(Annotation data based on points)
◇ ◇ ◇ ◇ ◇ ◇ ◇

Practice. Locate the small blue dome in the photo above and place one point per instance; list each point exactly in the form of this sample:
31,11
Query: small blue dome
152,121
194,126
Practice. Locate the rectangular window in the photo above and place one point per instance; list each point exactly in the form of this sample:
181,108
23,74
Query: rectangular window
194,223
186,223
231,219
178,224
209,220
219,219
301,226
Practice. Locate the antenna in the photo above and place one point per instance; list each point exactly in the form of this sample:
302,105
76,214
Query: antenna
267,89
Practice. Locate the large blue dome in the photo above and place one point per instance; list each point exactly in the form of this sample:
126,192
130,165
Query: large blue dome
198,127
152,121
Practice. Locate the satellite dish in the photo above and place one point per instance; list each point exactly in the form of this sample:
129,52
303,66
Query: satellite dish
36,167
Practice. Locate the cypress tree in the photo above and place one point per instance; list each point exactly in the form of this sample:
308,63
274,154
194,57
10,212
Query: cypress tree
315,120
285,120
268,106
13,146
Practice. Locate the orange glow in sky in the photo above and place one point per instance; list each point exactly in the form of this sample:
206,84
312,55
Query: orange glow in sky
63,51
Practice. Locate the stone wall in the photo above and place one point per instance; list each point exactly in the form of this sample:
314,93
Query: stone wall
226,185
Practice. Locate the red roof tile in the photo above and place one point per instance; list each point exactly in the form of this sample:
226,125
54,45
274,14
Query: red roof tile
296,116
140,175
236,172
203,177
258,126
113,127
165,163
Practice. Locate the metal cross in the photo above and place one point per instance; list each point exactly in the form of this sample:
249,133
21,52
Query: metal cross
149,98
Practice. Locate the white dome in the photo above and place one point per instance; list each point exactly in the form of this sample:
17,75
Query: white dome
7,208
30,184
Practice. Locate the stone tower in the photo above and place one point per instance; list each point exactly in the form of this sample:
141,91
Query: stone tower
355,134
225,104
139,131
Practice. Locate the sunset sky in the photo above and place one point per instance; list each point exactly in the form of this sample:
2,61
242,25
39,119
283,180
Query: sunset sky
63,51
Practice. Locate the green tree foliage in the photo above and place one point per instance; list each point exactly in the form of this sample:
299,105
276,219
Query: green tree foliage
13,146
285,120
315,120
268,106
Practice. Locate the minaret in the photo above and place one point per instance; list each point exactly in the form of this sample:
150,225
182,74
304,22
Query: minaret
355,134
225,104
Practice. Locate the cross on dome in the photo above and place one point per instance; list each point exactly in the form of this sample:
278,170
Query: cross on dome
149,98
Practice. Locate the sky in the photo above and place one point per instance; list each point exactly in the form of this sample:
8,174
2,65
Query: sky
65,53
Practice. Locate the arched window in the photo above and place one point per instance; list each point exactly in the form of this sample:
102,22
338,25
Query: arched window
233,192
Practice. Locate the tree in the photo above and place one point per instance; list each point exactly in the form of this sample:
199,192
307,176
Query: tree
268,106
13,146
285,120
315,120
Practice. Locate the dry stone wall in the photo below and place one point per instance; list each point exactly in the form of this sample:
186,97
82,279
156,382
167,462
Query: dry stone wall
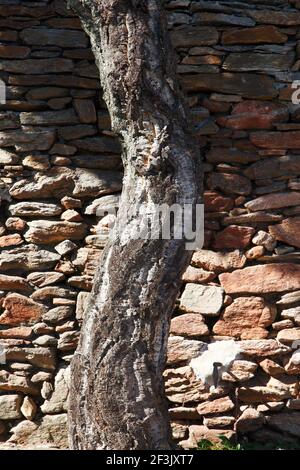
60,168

◇ ◇ ◇ ◇ ◇ ◇ ◇

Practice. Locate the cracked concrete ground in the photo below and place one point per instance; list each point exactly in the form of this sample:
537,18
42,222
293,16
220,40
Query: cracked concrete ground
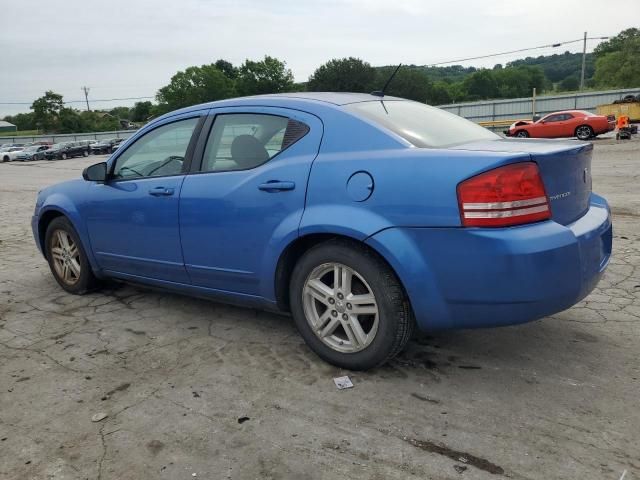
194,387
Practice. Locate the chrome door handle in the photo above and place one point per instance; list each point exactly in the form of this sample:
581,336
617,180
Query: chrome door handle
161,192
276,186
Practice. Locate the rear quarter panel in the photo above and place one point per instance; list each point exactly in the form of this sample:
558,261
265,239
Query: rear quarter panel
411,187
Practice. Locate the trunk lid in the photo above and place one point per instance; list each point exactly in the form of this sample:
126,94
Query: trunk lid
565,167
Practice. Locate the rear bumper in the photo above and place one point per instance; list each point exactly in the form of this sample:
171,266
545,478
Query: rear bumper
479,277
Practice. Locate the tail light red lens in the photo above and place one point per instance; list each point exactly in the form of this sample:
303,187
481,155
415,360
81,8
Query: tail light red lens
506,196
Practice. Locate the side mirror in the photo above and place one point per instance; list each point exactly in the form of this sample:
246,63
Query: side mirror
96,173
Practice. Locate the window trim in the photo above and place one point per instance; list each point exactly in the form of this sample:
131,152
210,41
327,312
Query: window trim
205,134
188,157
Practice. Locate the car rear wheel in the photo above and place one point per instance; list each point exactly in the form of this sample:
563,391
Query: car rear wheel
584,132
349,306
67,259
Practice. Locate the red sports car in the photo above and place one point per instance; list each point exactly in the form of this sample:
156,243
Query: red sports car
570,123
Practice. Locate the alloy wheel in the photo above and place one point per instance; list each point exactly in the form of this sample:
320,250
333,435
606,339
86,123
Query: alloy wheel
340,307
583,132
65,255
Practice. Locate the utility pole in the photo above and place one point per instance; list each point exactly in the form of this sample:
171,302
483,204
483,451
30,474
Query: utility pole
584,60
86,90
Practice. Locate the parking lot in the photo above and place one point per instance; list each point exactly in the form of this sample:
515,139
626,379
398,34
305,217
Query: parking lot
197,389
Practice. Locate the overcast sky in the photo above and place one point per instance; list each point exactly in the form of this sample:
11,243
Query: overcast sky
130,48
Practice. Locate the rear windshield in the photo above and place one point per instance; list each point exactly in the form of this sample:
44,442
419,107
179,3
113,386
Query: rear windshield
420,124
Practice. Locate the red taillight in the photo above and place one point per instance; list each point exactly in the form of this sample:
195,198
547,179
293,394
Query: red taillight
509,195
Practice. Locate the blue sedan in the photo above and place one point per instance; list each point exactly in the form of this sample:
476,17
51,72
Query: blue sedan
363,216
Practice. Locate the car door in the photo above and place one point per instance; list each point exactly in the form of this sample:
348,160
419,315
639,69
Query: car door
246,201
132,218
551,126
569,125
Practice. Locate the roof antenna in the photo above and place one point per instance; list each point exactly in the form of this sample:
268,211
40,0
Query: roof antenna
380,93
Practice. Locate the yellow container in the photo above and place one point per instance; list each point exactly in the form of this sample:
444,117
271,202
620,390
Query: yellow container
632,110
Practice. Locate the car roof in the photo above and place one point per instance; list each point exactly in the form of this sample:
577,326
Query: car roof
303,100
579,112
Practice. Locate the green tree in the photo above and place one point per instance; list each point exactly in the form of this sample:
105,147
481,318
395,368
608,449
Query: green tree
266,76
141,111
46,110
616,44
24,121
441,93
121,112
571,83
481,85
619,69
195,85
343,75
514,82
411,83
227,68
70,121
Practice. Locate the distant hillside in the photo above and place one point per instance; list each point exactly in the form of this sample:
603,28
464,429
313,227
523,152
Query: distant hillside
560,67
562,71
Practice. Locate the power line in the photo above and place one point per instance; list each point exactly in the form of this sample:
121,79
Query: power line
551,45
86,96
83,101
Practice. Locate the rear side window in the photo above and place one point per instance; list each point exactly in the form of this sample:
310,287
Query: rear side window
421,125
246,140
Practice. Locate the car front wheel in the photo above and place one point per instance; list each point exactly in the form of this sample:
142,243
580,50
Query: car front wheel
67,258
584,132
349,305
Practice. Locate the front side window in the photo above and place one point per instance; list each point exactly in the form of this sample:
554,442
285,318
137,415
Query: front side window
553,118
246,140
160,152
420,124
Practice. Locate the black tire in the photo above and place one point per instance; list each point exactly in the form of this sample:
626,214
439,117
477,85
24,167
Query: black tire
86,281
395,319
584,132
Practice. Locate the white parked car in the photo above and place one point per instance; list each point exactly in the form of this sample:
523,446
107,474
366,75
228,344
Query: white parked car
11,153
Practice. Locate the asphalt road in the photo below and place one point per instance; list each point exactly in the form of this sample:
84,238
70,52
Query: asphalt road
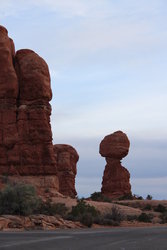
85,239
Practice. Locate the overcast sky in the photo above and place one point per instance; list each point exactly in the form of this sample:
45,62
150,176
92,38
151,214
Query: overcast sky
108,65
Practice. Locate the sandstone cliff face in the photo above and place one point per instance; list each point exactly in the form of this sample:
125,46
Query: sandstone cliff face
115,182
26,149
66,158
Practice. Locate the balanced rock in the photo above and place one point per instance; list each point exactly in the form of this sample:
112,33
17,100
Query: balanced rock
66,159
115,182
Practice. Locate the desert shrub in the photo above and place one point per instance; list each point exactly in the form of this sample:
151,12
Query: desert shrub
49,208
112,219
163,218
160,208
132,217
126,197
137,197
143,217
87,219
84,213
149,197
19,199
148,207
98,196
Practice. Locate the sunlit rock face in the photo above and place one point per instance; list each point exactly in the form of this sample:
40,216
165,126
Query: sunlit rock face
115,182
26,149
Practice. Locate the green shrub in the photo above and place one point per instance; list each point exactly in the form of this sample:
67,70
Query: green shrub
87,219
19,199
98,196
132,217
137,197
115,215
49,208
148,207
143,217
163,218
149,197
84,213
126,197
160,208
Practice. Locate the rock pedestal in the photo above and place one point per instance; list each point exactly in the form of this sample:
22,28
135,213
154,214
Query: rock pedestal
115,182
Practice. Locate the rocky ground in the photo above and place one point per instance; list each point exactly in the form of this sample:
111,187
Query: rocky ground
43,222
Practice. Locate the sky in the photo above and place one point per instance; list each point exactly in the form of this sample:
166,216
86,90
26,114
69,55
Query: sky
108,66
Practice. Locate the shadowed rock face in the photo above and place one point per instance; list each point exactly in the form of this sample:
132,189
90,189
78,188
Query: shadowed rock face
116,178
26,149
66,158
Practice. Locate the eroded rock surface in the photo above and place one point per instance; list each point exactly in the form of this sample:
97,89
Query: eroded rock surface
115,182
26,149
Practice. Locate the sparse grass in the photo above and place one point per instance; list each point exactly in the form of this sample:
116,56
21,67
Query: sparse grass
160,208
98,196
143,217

◇ ◇ ◇ ◇ ◇ ◇ ◇

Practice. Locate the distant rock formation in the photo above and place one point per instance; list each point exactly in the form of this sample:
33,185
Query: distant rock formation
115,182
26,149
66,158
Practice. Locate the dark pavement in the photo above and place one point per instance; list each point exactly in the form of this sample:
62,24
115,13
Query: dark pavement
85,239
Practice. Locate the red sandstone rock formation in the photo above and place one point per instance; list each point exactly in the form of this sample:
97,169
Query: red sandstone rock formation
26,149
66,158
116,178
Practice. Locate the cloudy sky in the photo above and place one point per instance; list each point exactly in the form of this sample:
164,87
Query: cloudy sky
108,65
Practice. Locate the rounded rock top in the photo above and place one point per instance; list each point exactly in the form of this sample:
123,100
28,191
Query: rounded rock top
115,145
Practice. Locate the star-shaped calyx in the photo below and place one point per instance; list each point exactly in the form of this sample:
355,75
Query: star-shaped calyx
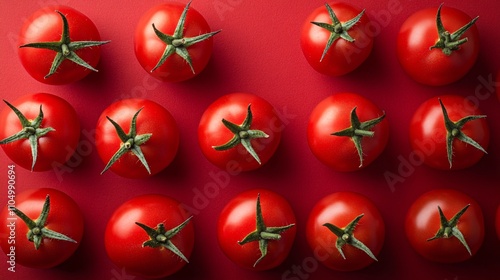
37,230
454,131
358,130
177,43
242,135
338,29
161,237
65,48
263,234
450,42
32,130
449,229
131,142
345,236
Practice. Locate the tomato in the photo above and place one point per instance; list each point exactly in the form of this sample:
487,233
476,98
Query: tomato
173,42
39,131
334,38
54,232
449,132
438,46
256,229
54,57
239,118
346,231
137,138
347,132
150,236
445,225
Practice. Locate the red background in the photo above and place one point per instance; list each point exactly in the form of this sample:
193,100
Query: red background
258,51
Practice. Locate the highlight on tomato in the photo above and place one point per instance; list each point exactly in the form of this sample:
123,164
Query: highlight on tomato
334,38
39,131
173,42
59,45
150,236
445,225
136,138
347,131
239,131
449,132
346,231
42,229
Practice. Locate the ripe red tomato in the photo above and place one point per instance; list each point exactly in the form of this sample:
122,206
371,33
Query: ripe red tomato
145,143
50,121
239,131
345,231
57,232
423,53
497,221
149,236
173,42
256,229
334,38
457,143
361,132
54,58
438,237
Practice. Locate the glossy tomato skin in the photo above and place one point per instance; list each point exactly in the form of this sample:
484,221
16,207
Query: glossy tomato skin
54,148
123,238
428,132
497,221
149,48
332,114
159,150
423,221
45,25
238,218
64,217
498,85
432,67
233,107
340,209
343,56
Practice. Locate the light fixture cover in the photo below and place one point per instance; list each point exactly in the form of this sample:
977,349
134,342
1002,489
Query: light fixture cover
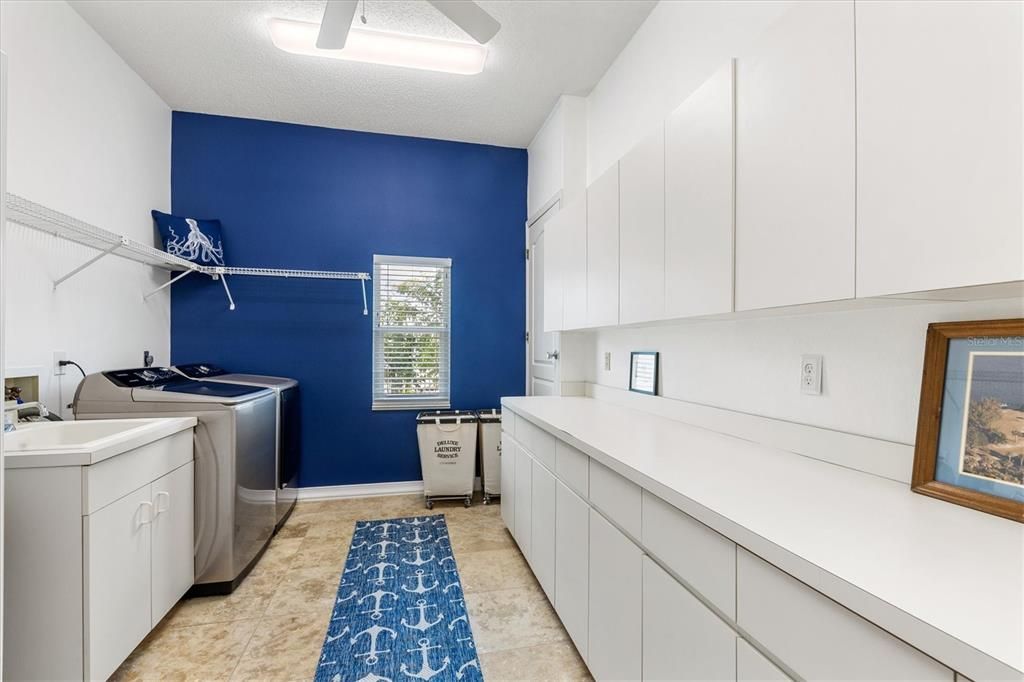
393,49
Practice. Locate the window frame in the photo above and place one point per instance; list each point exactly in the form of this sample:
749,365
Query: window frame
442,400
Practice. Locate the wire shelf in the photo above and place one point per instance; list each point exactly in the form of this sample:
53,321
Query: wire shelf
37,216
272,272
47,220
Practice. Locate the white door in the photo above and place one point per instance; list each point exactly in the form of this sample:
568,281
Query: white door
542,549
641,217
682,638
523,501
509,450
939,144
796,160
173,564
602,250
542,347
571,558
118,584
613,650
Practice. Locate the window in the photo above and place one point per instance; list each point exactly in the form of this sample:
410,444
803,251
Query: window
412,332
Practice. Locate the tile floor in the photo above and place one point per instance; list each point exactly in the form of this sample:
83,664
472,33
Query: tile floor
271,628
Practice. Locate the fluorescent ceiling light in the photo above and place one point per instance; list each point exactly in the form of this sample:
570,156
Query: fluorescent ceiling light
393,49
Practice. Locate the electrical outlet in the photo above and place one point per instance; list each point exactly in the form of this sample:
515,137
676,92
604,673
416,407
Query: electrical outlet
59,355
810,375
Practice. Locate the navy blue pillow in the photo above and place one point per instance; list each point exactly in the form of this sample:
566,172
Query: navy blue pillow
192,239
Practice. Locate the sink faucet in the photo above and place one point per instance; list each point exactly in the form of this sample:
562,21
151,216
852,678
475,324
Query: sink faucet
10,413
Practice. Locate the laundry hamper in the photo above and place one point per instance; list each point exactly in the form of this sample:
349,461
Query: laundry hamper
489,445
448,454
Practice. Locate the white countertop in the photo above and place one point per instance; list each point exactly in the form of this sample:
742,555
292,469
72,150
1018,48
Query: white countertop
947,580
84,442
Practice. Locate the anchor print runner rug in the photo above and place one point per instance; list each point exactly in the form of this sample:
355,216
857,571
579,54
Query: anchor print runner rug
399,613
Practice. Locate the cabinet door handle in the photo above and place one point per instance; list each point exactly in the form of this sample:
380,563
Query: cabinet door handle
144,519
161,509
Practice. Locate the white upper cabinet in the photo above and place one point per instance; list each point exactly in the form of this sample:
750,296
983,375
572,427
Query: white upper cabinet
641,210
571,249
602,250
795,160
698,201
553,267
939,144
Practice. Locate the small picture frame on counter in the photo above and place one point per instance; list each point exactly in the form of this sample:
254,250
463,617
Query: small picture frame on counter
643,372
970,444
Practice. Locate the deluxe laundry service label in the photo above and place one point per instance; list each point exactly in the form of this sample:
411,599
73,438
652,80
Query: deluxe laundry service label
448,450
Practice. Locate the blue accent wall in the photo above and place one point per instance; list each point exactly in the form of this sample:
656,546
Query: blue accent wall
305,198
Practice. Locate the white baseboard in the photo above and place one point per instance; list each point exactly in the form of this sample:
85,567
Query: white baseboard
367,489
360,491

◇ ◇ ◇ ◇ ◇ ◇ ◇

*The problem*: Filter the listing above, keeping only the lines that contain the word "blue". Copy each of those lines in full, in the order in which they appear.

*Result for this task*:
Practice. Locate the small blue dome in the photo above and place one point per instance; list each point exactly in the form of this sample:
Query: small blue dome
Practice. Locate the large blue dome in the photo above and place one point per instance; list each point exactly in the form of this sample:
Query: large blue dome
Practice. Locate the blue sedan in the photo above and place one point per instance; list each point exactly in the form of this sample:
Query: blue sedan
Practice. Locate the navy blue pillow in the photo above and place one point per instance; list each point exactly in the form of this sample:
Query: navy blue pillow
Practice. Locate the blue accent wall in the photo above and place one point per instance; list each point exactly in the form of this sample:
Query: blue accent wall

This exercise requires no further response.